▶ [Exercise objective]: Return, without anything added, the lines from the one containing "shade. Write the coordinates, one line per instance." through the end of the entries below, exactly as written.
* * * *
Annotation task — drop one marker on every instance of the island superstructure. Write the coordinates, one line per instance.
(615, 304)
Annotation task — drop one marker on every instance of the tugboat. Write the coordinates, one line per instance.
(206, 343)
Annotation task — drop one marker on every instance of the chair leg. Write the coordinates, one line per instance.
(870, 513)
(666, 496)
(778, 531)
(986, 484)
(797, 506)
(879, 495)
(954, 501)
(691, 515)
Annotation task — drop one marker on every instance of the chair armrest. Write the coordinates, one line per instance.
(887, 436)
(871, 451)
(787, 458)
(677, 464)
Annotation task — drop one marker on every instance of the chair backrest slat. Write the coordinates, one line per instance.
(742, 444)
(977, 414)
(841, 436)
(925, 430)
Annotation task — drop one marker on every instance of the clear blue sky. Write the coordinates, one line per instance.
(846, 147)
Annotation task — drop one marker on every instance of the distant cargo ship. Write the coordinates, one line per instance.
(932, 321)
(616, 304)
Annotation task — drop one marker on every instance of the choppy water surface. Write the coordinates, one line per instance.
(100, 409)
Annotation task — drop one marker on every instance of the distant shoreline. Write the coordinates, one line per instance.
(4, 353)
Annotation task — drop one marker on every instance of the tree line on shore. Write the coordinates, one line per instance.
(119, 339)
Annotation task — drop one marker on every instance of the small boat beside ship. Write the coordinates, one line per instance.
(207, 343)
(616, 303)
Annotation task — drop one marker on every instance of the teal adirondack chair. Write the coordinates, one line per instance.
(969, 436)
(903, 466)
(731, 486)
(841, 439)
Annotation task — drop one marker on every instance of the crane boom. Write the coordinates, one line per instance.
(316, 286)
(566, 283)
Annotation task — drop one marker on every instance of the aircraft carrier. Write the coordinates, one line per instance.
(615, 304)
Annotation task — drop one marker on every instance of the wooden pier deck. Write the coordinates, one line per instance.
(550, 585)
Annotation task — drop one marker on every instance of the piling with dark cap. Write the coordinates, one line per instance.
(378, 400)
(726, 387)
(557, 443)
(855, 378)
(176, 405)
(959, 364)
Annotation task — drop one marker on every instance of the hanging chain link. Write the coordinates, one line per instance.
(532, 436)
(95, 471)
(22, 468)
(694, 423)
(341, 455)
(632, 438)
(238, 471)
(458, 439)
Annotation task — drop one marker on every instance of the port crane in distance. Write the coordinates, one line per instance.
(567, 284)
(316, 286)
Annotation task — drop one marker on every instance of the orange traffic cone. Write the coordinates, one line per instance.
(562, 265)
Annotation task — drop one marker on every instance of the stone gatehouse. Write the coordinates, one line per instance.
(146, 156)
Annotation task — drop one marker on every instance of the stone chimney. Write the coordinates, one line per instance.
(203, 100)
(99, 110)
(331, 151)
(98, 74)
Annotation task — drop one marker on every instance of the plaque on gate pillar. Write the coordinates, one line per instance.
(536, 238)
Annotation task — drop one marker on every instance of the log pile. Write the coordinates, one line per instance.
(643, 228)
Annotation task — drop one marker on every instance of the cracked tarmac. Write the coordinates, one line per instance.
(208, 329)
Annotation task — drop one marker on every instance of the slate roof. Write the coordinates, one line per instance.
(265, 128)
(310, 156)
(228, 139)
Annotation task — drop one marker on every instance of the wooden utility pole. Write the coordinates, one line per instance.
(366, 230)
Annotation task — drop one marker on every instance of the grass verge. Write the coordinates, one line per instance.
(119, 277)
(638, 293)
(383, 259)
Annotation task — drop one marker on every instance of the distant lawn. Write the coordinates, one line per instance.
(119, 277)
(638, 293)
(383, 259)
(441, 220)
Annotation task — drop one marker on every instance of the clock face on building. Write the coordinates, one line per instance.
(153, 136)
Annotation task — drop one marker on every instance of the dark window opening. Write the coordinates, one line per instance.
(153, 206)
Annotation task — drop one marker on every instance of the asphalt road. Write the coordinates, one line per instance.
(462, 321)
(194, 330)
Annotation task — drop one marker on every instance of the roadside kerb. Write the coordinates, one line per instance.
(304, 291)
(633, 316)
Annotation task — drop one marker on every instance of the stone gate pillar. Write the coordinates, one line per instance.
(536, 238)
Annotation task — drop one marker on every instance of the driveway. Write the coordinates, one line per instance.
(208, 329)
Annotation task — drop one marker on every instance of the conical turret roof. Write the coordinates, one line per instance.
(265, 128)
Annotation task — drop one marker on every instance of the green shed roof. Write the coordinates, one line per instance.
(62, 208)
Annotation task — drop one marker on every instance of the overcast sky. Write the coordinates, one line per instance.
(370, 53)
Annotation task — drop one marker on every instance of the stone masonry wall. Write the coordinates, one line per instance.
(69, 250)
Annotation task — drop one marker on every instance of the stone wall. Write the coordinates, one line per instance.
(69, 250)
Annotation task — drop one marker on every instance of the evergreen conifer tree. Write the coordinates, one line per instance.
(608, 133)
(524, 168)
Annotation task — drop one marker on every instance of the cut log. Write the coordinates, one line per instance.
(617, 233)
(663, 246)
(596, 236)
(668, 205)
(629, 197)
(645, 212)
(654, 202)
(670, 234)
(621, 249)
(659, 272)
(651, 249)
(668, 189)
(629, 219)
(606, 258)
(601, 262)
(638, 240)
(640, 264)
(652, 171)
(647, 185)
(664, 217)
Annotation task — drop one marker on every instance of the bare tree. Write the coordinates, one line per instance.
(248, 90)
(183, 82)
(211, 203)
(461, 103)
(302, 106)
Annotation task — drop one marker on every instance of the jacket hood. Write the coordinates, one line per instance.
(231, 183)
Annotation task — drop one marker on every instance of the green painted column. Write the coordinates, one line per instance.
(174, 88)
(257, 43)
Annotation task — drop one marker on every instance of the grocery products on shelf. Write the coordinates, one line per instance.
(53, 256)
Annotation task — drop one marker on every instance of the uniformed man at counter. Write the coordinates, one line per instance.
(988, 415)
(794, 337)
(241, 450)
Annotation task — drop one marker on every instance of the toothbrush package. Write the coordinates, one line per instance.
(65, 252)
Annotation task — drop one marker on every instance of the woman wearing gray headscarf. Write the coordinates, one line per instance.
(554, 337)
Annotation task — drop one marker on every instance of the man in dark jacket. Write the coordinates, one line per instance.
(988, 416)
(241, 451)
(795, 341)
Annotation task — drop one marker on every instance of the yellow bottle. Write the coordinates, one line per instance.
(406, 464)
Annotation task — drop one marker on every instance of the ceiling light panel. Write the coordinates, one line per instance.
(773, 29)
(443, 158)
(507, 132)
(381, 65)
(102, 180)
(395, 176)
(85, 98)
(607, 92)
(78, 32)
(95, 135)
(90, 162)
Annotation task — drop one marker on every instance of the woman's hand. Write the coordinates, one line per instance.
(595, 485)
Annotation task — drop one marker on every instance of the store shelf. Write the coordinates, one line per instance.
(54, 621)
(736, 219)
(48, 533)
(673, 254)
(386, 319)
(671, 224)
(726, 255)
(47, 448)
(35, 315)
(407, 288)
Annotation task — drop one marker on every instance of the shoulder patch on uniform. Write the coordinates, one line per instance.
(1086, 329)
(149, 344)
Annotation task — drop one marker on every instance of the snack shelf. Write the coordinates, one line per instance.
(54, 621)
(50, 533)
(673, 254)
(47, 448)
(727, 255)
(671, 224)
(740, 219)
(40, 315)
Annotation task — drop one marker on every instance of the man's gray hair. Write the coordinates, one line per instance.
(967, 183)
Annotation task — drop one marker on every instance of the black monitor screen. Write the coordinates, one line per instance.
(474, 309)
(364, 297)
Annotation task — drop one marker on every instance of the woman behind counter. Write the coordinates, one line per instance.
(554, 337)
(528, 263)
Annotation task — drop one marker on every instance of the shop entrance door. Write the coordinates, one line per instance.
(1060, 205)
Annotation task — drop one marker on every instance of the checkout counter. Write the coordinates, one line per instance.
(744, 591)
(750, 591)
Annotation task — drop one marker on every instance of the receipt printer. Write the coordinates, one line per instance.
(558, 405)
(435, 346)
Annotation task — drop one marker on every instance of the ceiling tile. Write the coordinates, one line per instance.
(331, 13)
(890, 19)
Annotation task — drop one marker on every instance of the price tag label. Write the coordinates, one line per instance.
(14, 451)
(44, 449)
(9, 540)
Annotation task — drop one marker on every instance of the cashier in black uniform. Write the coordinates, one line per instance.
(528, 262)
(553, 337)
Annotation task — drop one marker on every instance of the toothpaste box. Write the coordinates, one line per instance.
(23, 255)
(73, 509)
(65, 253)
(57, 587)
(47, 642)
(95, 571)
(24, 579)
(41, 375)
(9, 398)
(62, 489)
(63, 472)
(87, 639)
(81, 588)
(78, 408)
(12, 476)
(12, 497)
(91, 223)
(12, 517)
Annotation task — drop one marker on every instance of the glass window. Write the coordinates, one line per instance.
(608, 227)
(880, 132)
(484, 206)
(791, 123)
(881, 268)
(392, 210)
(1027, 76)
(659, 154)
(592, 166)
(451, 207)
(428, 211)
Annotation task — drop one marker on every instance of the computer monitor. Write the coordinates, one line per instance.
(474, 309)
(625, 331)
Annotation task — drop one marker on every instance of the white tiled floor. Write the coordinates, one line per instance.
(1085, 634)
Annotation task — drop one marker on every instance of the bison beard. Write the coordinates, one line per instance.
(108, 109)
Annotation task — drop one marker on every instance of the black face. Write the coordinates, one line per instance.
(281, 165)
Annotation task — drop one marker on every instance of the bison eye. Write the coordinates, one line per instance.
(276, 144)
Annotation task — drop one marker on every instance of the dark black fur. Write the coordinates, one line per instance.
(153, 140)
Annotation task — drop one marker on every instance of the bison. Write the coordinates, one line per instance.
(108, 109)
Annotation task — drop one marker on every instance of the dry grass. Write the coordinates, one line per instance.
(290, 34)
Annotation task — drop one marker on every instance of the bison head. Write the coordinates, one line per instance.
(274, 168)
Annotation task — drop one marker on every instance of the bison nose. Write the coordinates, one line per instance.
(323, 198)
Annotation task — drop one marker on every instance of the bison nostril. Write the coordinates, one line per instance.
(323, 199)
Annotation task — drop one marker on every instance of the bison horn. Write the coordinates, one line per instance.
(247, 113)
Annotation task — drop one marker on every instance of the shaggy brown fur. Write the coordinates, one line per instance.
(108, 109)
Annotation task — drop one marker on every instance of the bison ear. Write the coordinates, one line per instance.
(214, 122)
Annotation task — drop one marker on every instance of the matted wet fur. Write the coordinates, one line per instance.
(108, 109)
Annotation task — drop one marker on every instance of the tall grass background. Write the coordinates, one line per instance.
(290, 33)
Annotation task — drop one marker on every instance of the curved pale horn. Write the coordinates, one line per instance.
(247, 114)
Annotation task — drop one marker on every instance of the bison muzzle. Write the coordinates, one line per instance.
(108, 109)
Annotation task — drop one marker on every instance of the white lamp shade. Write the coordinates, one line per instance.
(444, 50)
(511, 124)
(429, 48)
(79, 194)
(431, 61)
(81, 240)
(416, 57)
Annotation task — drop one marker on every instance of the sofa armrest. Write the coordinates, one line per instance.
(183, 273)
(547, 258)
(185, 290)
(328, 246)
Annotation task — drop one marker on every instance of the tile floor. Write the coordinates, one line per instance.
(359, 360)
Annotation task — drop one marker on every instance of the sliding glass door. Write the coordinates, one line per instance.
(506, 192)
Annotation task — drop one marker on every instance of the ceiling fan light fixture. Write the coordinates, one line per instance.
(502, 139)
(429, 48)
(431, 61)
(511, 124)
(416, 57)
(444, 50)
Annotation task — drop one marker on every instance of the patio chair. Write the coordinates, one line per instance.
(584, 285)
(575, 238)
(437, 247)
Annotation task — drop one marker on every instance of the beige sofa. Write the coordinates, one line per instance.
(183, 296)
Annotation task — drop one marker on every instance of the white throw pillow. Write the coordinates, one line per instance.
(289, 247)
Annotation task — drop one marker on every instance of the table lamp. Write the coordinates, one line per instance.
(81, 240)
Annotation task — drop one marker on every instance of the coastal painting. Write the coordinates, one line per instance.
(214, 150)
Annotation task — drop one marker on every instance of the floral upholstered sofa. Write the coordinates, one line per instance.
* * * *
▶ [Your response]:
Annotation task — drop one marker on every instance of the white lamp shade. Write the coordinates, one line per instance.
(444, 50)
(511, 124)
(429, 48)
(79, 194)
(431, 61)
(81, 240)
(416, 57)
Annotation task — drop one marker on every instance of the sofa armrest. Write the coordinates, one line per instance.
(183, 273)
(547, 258)
(185, 290)
(328, 246)
Annotation task — drop one marker on every instance of the tile floor. Write the coordinates, one line per instance.
(359, 360)
Annotation task — drop one marker on every instance of the sliding glass door. Write the coordinates, one line per instance.
(506, 192)
Annotation task — drop one marker on every instance of the ceiling fan light fixture. Write the coordinates, one line per instance.
(502, 139)
(429, 48)
(431, 61)
(511, 124)
(416, 57)
(444, 50)
Annotation task — drop one marker on every instance of the patio chair. Write the coordinates, one line per instance.
(584, 285)
(575, 238)
(437, 247)
Annotation task — drop one marker on every instance of the beige sofa. Write the coordinates, one line per instance.
(183, 296)
Annotation task — drop one marker on every instance of the white throw pillow. Write the coordinates, one line per instance.
(289, 247)
Annotation task — drop one marker on every instance of the table lamp. Write the coordinates, one line per instance.
(81, 240)
Annotation task — drop one marker on every instance of the coastal painting. Write the coordinates, one line per instance.
(214, 150)
Annotation task — drop one marker on every instance of the floral upholstered sofa. Write the coordinates, one line per instance.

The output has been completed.